== Task material ==
⁂

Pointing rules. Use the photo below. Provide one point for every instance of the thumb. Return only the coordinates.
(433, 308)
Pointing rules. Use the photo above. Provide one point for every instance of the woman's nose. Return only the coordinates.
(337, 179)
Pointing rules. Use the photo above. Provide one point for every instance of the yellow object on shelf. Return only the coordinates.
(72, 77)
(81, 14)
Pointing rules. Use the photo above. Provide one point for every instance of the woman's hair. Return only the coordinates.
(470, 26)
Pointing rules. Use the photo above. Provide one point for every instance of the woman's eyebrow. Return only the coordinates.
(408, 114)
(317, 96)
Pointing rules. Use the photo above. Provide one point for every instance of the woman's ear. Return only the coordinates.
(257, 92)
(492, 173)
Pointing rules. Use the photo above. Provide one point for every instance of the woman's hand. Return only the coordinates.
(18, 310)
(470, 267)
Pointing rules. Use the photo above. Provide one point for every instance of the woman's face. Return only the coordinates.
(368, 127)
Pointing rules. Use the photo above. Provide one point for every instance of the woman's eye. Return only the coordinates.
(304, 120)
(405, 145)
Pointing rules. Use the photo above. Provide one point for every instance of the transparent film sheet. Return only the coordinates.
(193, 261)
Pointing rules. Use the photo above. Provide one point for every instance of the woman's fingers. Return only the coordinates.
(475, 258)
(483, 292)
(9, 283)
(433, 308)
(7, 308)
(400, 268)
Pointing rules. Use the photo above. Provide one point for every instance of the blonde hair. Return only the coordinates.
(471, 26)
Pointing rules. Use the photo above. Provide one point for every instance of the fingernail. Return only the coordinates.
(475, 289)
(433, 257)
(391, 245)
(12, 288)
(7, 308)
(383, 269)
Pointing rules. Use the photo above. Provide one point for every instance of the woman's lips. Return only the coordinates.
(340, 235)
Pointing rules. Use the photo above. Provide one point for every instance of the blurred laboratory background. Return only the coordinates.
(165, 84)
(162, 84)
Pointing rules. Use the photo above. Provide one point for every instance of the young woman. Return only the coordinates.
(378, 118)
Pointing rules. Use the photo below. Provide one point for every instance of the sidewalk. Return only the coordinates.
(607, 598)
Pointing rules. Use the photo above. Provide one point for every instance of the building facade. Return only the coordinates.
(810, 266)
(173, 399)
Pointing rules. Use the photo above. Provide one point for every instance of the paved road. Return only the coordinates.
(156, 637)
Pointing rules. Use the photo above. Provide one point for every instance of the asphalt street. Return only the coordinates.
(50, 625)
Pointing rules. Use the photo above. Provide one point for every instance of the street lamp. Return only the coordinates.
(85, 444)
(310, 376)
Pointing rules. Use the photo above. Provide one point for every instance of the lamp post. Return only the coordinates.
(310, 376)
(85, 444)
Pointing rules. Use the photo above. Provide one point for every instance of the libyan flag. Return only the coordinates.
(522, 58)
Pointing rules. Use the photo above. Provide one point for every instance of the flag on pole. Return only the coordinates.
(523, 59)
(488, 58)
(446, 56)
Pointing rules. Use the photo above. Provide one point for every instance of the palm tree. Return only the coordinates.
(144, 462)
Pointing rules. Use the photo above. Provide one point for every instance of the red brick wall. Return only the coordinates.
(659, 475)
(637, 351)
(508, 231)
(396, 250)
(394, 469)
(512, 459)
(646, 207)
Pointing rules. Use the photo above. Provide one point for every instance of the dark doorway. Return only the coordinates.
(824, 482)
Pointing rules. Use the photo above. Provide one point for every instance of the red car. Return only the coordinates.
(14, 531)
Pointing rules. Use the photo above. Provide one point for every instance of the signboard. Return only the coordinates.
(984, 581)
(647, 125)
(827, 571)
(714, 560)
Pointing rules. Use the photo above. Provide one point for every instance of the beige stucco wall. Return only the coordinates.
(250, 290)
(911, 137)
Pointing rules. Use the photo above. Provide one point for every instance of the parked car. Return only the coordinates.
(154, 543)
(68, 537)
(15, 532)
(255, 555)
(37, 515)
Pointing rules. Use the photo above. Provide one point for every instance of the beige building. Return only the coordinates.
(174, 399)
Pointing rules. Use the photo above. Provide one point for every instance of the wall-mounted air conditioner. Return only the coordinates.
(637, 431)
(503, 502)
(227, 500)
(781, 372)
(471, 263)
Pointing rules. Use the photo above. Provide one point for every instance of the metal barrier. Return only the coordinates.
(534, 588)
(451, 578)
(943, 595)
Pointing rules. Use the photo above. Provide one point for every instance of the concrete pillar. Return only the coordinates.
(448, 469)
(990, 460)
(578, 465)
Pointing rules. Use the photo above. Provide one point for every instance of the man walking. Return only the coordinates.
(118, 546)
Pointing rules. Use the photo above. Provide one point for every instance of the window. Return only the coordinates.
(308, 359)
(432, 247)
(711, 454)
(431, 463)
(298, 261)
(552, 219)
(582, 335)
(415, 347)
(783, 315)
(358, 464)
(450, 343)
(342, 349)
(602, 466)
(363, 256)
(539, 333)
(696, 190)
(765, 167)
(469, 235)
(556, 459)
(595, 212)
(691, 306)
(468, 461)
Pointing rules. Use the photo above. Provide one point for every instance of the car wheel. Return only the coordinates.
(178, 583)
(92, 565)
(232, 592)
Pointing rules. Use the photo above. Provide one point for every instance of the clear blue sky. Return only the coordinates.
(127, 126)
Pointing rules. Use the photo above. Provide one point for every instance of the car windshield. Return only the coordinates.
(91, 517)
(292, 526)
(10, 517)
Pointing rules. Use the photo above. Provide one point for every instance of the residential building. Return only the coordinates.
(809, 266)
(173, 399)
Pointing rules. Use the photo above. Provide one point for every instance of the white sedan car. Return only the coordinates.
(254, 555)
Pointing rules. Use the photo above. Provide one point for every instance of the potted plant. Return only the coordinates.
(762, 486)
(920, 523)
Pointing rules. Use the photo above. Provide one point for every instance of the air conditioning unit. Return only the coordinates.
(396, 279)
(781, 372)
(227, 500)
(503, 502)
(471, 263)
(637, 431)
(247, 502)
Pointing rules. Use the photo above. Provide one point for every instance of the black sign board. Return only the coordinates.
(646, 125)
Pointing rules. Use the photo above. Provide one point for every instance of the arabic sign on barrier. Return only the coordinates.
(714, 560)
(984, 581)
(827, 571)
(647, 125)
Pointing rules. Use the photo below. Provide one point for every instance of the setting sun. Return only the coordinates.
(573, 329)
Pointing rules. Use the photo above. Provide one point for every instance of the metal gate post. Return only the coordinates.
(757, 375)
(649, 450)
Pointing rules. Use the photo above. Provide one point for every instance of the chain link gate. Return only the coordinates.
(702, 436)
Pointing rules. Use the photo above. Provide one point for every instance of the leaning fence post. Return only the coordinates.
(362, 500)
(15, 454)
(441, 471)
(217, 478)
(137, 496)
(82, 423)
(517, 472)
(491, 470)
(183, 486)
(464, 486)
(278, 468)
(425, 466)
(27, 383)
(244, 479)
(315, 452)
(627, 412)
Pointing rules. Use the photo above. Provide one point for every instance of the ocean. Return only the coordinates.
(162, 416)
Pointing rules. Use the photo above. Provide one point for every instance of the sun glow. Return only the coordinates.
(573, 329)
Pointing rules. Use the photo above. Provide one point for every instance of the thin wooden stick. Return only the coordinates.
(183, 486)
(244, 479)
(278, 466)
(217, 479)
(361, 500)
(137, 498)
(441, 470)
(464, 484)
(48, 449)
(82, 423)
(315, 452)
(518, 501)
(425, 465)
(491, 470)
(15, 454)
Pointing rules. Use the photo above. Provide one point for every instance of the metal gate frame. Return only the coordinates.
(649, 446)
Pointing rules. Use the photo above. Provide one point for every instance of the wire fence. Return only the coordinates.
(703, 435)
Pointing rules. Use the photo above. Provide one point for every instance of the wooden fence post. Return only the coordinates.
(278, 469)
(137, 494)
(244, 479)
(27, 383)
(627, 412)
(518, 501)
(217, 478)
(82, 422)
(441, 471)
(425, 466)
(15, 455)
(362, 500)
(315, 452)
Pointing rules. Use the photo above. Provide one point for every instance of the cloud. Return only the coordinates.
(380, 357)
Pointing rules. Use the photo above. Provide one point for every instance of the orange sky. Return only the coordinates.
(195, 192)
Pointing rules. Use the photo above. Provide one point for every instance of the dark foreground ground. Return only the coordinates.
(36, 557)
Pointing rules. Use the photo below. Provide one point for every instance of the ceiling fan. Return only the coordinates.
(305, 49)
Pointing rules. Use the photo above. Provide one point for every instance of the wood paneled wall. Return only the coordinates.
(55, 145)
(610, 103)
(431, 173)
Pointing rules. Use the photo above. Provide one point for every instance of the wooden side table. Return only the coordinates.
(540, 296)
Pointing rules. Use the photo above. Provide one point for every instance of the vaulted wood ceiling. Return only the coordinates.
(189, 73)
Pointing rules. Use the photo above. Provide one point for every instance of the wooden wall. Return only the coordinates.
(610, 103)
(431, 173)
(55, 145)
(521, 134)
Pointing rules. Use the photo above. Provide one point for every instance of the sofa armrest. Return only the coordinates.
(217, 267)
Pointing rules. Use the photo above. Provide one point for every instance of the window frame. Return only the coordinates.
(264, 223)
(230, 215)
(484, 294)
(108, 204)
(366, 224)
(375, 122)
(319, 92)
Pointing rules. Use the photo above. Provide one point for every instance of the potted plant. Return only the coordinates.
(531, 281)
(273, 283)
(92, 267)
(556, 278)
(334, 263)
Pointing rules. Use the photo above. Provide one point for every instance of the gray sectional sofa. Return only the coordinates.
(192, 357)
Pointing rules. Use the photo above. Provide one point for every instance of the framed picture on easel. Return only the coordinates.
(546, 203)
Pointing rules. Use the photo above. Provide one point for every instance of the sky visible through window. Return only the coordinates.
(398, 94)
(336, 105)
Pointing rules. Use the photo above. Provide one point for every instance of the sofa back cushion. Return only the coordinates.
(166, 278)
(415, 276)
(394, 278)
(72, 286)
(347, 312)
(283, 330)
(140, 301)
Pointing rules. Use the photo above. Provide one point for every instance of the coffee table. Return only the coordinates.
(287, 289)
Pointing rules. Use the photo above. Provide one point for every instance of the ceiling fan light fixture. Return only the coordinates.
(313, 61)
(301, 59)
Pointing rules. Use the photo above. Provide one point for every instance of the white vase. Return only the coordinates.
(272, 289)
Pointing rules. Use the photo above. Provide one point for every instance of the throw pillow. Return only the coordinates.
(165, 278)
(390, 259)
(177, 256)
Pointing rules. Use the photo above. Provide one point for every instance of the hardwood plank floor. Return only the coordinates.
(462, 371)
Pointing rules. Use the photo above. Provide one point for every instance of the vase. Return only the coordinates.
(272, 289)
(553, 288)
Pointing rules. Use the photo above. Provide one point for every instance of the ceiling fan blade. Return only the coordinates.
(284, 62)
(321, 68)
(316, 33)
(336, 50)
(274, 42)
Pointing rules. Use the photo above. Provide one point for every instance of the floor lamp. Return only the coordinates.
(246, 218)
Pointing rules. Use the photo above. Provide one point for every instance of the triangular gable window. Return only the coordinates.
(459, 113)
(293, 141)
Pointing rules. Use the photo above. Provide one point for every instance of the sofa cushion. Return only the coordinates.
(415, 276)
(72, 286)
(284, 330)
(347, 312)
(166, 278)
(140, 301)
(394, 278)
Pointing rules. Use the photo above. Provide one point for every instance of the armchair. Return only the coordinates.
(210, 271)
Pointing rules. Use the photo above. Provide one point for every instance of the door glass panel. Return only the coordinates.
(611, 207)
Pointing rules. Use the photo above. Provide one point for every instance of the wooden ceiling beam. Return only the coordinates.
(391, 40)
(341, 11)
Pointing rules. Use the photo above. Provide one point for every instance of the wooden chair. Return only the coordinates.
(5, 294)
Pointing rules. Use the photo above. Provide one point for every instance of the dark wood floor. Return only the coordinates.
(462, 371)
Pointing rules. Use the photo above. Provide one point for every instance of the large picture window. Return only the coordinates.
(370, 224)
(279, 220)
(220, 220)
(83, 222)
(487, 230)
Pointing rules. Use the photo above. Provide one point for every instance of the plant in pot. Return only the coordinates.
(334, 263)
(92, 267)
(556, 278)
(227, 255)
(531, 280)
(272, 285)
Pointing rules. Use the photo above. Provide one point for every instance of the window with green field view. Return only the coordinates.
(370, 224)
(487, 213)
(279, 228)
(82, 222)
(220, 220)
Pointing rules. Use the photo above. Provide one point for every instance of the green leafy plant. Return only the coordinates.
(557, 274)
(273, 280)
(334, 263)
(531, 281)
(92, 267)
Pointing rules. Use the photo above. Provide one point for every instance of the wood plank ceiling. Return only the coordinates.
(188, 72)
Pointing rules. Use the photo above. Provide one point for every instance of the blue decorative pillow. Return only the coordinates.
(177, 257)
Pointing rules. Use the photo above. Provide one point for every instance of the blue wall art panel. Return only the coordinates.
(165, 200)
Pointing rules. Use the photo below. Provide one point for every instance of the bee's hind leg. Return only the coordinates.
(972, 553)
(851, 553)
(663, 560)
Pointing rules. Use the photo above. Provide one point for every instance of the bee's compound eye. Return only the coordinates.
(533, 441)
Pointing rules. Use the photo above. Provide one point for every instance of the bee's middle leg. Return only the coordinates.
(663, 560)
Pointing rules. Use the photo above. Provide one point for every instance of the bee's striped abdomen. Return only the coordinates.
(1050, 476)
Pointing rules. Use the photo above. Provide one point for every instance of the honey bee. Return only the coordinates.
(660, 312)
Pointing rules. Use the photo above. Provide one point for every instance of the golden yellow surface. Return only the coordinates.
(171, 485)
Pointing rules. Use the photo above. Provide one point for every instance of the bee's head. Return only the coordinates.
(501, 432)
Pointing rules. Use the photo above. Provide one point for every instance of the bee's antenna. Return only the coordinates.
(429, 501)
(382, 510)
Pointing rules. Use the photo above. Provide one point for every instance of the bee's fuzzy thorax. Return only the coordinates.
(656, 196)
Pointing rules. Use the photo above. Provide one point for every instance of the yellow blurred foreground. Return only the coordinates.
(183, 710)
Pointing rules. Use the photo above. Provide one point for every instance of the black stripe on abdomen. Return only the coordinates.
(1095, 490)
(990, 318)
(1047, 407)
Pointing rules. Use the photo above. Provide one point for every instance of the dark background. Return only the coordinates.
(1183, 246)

⁂

== Set task ==
Please copy everything from the line containing "antenna. Return only the coordinates." down to the end of the records, including both of those lines, without changing a character.

== Answer for this exercise ==
Pointing rules. Use the photo above. Provide one point for every instance of the bee's antenna. Return only the coordinates.
(429, 501)
(382, 510)
Pointing rules. Use the photo above. Provide one point for every instance of the bee's fuzzy thorax. Return only the coordinates.
(656, 196)
Pointing rules. Use the photo above. Provide one point for every instance of the yellow blurred foreground. Return only the coordinates.
(183, 710)
Pointing rules. Use the photo above. Provide one point for every instance of the black stripe on abdomen. Return only the coordinates.
(1095, 490)
(990, 318)
(1047, 407)
Pointing rules. Use the photo above. Provide one point for every instance of the dark background. Return only the coordinates.
(1183, 246)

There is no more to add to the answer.